FRAGMENTO:
%%

Me resisto y me niego a creer que semejante declaración de traición a su propia raza provenga de la iniciativa de los caciques mayas de Calkiní, incluso pongo en duda que tuvieran pleno conocimiento de lo que firmaban; ya que resulta difícil asimilar que alguno de ellos, en aquellos tiempos, hubiese podido redactar dicho documento, y no por falta de criterio, sino más bien porque en aquellos años era muy difícil o casi imposible que los mayas de esta zona tuvieran acceso a la educación y por lo tanto supieran leer y escribir.

Dicha declaración me parece, más bien, una más de las incontables manipulaciones políticas que se le han hecho a los mayas de nuestra tierra. Me parece más aceptable considerar dicha acta como prueba de los ardides políticos de los que se valieron los “blancos” que habitaban y gobernaban Calkiní para maniatar el espíritu de rebelión y justicia de nuestros pobladores mayas. Es muy probable que recurrieran a ese artimaña política por el temor de que les sucediera lo mismo que a los “blancos” de Valladolid, Tepich, y de otros pueblos, en donde mediante la Guerra de Castas, los indios de Yucatán habían liberado de forma violenta un odio ancestral, provocado por las tantísimas vejaciones y violaciones a sus derechos humanos que padecían desde hacía más de trescientos años.

%%

LÍNEAS REGISTRADAS:
%%

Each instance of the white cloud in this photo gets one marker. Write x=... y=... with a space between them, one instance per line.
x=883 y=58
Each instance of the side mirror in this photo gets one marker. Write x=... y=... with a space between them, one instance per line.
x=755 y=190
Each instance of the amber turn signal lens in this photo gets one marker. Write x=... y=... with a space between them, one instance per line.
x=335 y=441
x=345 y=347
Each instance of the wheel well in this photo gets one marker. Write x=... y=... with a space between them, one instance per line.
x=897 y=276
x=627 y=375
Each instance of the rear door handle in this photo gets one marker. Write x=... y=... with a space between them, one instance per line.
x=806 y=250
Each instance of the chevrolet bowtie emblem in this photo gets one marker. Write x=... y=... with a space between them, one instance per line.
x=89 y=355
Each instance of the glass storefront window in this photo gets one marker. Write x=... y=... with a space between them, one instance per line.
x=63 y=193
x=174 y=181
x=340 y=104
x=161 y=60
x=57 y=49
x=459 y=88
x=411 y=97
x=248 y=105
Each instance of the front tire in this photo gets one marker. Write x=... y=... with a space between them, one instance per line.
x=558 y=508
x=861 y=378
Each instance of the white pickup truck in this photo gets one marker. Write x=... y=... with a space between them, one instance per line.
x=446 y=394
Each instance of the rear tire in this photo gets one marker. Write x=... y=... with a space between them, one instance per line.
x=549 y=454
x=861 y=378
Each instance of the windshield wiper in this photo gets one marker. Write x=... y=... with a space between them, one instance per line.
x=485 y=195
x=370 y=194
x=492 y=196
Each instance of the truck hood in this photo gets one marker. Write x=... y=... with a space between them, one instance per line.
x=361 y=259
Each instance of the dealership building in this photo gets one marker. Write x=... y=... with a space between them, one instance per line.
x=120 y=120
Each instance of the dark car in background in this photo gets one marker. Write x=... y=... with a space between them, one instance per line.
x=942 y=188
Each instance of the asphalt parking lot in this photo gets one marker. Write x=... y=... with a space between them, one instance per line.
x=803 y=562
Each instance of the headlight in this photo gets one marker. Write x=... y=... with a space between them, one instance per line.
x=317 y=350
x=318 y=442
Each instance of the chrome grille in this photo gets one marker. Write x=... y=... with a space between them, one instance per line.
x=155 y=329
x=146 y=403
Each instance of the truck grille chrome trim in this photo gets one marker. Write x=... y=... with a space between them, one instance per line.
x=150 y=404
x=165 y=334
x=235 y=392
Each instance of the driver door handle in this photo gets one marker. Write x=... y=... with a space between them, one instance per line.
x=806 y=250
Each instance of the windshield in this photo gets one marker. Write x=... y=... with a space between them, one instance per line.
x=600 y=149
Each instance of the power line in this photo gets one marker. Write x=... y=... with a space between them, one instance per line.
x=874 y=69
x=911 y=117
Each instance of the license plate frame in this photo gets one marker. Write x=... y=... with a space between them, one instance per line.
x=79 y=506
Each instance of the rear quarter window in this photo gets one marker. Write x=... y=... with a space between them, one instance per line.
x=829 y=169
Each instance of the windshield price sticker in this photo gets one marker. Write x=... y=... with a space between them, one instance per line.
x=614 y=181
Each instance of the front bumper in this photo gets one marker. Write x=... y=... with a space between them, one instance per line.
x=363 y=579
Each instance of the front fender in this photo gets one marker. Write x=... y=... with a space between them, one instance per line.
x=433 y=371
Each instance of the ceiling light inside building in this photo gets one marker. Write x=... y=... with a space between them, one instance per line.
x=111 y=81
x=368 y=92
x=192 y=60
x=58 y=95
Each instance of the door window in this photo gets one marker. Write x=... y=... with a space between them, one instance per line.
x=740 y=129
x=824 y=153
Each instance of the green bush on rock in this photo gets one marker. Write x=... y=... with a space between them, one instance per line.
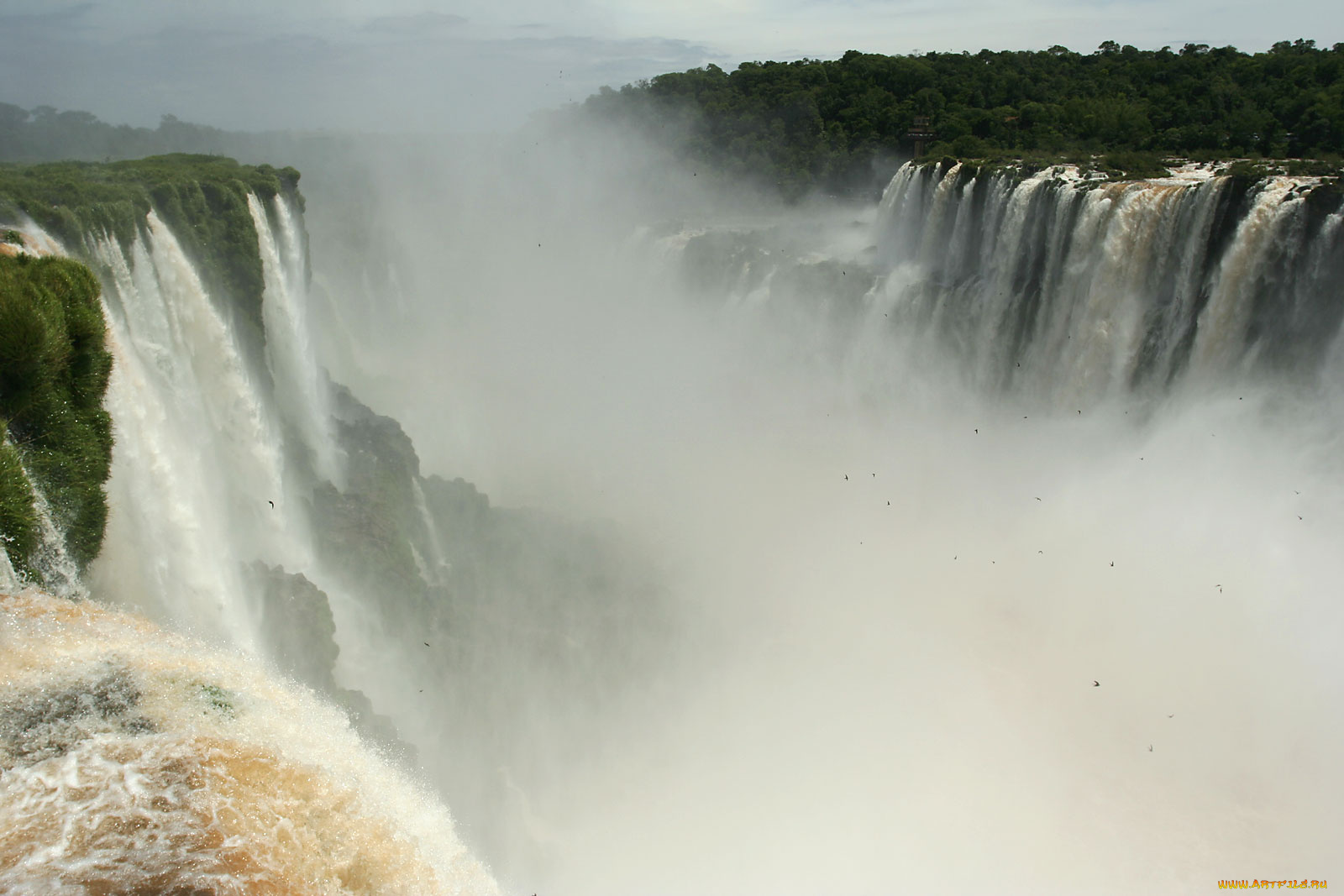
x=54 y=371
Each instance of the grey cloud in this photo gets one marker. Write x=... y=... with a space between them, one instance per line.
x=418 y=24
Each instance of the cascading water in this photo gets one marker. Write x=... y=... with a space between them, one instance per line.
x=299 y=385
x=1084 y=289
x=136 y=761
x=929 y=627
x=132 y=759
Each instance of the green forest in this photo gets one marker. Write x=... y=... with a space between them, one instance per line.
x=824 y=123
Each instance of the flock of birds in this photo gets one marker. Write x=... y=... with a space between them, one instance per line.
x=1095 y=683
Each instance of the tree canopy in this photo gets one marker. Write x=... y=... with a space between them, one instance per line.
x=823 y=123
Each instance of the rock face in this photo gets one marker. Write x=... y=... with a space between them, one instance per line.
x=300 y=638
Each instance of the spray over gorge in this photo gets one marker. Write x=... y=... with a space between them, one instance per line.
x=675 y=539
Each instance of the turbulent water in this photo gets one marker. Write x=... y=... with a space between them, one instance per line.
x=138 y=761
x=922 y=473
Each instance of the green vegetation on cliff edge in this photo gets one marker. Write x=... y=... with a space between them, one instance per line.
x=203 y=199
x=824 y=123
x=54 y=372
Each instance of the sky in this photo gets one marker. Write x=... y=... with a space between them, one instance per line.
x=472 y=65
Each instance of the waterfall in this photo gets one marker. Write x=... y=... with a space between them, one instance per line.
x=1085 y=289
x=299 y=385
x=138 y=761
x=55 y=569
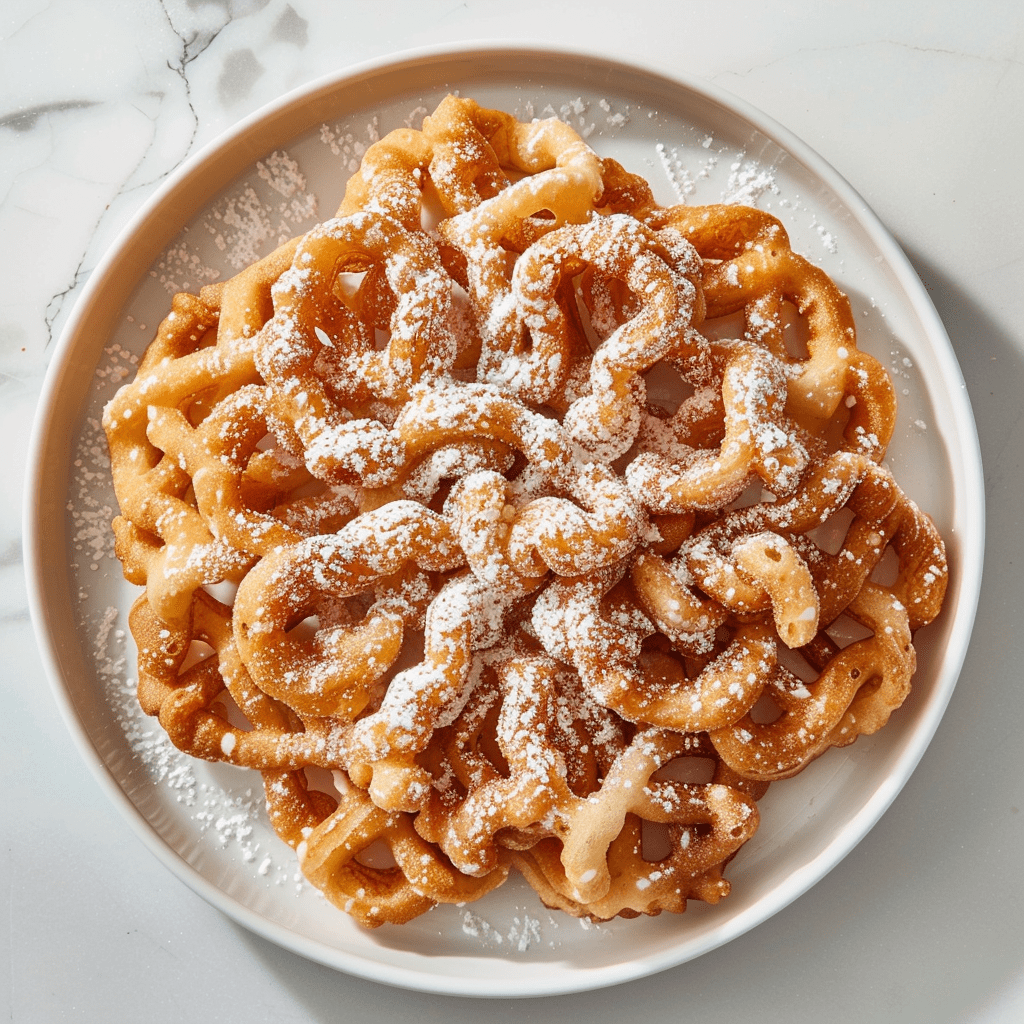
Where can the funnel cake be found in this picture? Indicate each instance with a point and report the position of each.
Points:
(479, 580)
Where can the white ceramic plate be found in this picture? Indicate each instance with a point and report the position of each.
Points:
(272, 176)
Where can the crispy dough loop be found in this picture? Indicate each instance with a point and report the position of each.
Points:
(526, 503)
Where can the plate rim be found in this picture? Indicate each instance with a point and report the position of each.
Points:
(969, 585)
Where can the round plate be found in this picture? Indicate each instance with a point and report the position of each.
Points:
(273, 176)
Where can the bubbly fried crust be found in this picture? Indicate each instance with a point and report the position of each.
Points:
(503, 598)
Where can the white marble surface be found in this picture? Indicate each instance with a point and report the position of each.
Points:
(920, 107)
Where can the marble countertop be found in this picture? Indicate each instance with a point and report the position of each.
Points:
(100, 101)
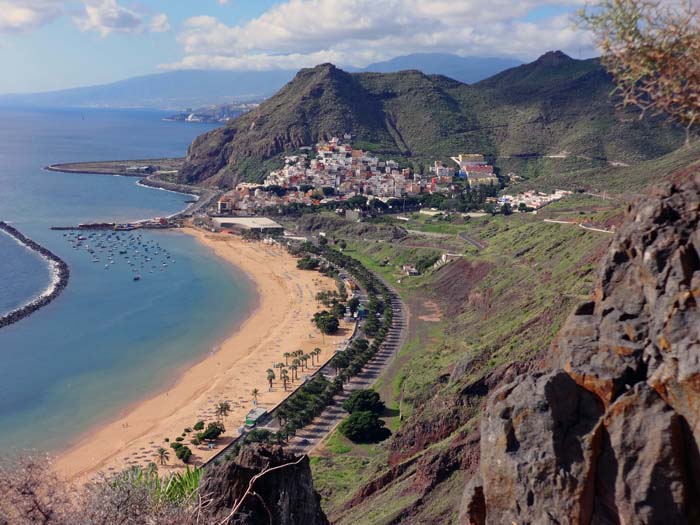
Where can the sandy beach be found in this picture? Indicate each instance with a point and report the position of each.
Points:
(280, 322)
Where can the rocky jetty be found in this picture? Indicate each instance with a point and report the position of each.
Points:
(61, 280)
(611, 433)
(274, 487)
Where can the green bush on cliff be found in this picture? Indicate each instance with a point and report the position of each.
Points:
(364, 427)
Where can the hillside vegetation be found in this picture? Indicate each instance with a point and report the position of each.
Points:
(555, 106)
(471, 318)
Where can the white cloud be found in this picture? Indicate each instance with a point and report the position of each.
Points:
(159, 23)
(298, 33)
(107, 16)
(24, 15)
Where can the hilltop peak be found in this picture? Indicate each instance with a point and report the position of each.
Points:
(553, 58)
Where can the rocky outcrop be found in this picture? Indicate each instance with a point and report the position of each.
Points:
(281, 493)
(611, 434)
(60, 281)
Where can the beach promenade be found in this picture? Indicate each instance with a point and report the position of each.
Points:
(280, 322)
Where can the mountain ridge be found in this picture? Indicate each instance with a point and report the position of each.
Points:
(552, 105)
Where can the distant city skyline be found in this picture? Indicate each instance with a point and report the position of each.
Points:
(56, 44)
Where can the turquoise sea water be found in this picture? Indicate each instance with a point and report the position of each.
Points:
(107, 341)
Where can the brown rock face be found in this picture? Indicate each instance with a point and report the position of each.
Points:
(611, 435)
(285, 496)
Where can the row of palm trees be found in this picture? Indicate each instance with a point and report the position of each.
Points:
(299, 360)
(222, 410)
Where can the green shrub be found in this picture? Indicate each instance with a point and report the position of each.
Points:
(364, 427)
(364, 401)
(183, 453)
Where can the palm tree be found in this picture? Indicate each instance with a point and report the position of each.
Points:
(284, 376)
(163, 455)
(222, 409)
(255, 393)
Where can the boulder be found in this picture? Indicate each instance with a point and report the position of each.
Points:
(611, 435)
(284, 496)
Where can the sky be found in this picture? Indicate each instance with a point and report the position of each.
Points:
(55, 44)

%%

TAREAS A REALIZAR:
A - Extrae sin cambio alguno el pasaje del fragmento sobre el acta de Calkiní que va desde "Me resisto y" hasta "leer y escribir.", ambos incluidos.
B - Indica si cada afirmación concuerda con el fragmento sobre el acta de Calkiní. Responde sí o no y cita textualmente las palabras que lo deciden: (i) Quien escribe duda que los caciques mayas supieran plenamente lo que firmaban. (ii) La dificultad para redactar el documento se atribuye a la falta de criterio de los caciques. (iii) Las vejaciones padecidas por los indios de Yucatán venían de más de trescientos años atrás.

RESPUESTAS DESARROLLADAS:
A -
Me resisto y me niego a creer que semejante declaración de traición a su propia raza provenga de la iniciativa de los caciques mayas de Calkiní, incluso pongo en duda que tuvieran pleno conocimiento de lo que firmaban; ya que resulta difícil asimilar que alguno de ellos, en aquellos tiempos, hubiese podido redactar dicho documento, y no por falta de criterio, sino más bien porque en aquellos años era muy difícil o casi imposible que los mayas de esta zona tuvieran acceso a la educación y por lo tanto supieran leer y escribir.

B -
(i) Sí: "incluso pongo en duda que tuvieran pleno conocimiento de lo que firmaban".
(ii) No: "y no por falta de criterio, sino más bien porque en aquellos años era muy difícil o casi imposible que los mayas de esta zona tuvieran acceso a la educación".
(iii) Sí: "las tantísimas vejaciones y violaciones a sus derechos humanos que padecían desde hacía más de trescientos años".